▸ **What the exercise asks**: Please output, unchanged, the part of the entries below that opens with the line containing "Each instance of the <item>stone balustrade</item>" and closes with the line containing "[[[179,155],[182,158],[197,159],[197,144],[182,143],[178,144]]]", both lines included.

▸ **Data shown**:
───

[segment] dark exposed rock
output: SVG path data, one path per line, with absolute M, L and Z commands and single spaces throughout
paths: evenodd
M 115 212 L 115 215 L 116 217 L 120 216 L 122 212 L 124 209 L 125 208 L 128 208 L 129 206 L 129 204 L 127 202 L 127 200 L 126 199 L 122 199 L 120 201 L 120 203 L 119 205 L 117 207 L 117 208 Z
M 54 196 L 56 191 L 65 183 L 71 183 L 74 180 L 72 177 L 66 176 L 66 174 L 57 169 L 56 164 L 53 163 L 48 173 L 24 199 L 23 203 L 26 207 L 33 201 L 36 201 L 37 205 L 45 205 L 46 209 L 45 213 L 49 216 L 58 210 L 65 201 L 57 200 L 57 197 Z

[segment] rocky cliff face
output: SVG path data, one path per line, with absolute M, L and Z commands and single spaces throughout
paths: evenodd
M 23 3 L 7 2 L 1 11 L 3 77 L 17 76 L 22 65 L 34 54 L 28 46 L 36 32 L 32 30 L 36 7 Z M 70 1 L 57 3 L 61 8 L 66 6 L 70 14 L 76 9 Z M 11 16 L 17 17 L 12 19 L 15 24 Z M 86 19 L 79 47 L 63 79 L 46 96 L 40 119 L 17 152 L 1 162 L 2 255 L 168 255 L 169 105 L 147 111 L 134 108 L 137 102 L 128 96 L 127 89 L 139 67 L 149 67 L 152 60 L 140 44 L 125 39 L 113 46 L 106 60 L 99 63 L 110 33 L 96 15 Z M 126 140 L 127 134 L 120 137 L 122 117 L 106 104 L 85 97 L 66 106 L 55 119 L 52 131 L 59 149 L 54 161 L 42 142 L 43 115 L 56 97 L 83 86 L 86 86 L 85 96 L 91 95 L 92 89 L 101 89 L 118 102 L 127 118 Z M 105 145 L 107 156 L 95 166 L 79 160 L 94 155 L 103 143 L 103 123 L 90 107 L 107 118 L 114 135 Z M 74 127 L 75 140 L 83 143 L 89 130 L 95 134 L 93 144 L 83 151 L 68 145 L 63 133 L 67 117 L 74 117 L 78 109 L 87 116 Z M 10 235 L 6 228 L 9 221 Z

───

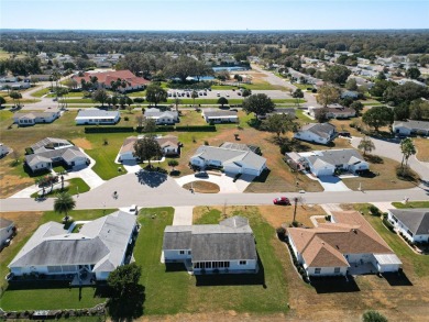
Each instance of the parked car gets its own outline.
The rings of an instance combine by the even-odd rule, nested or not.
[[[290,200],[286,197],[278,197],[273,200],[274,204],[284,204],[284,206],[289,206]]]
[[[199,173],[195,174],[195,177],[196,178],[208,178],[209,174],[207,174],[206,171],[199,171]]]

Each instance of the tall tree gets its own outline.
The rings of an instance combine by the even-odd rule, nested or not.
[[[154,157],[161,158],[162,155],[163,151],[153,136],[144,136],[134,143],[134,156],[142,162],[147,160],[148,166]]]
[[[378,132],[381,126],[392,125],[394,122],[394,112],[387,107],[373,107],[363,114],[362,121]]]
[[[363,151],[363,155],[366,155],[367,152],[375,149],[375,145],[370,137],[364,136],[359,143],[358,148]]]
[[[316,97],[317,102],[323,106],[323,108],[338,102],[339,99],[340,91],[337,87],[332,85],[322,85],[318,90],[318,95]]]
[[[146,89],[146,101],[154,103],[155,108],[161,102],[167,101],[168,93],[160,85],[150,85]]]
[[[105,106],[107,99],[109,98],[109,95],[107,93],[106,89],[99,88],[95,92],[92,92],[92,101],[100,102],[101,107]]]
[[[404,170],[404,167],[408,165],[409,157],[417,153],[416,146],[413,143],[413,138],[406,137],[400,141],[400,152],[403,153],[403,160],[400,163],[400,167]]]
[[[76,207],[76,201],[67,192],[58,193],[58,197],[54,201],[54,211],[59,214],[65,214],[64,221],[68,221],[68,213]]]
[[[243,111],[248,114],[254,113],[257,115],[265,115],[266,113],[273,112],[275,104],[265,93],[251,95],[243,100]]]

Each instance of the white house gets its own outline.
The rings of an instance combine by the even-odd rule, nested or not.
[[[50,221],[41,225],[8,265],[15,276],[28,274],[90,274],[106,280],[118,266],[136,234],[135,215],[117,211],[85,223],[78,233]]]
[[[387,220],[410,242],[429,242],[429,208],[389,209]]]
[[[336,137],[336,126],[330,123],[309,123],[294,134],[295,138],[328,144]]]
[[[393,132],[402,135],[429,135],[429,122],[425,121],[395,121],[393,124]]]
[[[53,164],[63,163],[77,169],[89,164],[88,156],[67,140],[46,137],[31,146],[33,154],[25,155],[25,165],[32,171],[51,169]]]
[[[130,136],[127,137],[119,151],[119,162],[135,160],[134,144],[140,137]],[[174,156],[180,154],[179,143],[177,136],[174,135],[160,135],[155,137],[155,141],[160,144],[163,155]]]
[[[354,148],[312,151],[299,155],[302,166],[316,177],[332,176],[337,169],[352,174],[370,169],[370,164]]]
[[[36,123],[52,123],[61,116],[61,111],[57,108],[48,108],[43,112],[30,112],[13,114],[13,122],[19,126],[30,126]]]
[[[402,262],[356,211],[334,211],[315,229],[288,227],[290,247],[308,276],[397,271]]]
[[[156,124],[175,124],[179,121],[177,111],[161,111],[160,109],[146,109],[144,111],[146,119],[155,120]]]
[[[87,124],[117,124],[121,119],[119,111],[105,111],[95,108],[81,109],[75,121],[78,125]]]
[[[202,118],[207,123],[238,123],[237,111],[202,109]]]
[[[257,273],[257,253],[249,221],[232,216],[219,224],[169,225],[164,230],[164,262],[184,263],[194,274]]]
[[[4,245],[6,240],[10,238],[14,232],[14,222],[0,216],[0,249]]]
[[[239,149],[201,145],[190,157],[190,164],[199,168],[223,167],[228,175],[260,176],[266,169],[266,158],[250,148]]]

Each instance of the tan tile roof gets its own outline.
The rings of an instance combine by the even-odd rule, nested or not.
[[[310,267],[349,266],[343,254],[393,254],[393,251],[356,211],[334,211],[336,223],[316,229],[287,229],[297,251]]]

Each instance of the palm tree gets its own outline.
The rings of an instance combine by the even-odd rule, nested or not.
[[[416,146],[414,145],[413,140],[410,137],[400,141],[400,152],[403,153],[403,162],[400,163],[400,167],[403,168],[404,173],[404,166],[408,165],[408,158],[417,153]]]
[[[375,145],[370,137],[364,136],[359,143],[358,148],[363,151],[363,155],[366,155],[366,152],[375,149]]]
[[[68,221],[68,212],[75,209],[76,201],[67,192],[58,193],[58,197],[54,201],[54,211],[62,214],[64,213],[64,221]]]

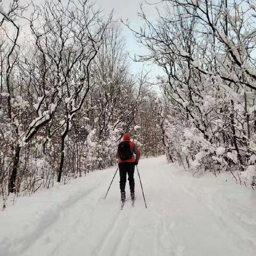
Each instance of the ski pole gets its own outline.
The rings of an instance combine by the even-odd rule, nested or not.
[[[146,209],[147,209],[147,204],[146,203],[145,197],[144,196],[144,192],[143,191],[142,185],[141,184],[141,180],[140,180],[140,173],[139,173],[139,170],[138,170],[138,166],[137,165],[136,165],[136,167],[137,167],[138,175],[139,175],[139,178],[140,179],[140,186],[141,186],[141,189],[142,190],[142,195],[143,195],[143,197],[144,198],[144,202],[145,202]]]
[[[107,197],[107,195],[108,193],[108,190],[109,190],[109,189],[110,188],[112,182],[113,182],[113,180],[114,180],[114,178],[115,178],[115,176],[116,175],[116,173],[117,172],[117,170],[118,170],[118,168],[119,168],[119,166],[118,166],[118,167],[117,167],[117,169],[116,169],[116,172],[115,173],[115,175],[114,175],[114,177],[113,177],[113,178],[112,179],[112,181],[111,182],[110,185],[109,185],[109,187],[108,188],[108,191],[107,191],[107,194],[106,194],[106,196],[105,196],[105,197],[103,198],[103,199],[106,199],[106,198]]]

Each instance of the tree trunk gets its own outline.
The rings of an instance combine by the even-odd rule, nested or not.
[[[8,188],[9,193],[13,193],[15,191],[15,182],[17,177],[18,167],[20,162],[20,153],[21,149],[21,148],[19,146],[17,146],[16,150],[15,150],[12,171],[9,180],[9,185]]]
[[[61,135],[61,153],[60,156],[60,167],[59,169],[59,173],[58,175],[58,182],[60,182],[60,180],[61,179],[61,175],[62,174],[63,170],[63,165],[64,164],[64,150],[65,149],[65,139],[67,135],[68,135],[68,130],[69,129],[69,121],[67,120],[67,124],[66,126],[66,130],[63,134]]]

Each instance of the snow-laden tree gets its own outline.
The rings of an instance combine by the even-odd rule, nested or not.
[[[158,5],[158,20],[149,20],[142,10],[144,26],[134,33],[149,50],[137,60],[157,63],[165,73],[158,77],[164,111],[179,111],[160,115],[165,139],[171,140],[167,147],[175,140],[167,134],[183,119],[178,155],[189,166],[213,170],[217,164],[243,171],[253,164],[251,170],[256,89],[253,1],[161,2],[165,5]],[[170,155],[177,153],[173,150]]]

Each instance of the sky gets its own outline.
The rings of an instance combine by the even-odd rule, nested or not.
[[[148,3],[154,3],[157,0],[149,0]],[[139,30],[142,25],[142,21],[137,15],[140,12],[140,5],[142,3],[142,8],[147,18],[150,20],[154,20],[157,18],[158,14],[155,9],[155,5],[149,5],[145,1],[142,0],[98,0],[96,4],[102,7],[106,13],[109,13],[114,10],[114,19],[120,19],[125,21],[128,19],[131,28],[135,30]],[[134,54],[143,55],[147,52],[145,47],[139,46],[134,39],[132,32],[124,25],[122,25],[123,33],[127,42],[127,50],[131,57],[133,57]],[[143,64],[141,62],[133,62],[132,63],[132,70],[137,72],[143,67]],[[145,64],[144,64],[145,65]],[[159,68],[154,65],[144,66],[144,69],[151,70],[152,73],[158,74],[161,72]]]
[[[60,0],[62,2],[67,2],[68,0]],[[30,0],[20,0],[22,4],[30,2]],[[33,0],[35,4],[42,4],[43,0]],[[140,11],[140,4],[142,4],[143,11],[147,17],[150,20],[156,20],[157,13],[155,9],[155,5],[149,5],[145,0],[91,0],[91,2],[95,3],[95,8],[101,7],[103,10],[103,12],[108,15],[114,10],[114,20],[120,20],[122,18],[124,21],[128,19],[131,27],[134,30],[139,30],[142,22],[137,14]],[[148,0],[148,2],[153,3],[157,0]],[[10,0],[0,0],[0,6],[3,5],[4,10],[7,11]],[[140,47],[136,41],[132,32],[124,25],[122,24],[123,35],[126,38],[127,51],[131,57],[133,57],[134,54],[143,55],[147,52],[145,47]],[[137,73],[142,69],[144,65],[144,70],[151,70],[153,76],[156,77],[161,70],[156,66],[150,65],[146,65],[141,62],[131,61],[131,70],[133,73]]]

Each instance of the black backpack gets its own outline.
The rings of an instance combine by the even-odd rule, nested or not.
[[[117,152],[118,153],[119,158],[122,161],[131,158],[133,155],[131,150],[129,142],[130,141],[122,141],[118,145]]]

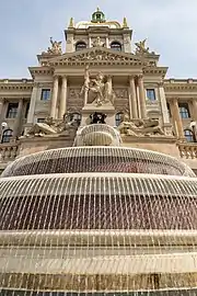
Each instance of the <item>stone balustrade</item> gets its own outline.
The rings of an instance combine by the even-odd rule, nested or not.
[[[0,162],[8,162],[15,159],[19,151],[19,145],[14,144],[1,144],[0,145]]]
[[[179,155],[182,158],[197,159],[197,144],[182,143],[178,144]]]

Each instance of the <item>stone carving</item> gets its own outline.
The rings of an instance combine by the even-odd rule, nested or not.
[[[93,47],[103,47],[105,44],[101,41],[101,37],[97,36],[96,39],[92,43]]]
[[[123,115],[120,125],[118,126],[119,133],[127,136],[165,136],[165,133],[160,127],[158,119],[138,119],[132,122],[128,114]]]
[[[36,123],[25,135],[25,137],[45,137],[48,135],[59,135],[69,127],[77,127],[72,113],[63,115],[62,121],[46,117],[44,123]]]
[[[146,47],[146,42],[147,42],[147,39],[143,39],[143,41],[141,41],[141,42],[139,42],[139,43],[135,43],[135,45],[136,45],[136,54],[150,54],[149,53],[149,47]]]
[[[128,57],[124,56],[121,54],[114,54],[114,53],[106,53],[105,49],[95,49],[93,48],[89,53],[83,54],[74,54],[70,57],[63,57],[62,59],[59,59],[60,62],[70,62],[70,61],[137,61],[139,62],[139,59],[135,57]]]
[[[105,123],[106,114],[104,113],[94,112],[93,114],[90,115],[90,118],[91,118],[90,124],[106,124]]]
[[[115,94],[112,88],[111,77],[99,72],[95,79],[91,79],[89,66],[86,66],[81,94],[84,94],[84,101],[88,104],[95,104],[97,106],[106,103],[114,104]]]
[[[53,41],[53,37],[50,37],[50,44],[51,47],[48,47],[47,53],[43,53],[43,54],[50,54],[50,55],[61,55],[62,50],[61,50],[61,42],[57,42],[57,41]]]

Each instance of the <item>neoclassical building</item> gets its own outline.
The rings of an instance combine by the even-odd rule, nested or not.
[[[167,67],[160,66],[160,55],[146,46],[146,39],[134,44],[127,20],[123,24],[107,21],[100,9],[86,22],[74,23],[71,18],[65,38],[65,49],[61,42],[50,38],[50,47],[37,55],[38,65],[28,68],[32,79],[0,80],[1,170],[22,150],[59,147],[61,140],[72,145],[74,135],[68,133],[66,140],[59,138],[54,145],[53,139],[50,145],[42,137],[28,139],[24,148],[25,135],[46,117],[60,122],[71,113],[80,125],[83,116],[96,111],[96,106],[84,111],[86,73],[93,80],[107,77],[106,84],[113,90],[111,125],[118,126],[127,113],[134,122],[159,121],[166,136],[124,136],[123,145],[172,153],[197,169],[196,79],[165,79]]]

───

▸ **Answer below**:
Each instance of the <item>stone balustrade</item> gets its own outline.
The rings of an instance combine by the even-odd rule, nested or not.
[[[0,162],[8,162],[15,159],[19,151],[19,145],[14,144],[1,144],[0,145]]]
[[[179,155],[182,158],[197,159],[197,144],[182,143],[178,144]]]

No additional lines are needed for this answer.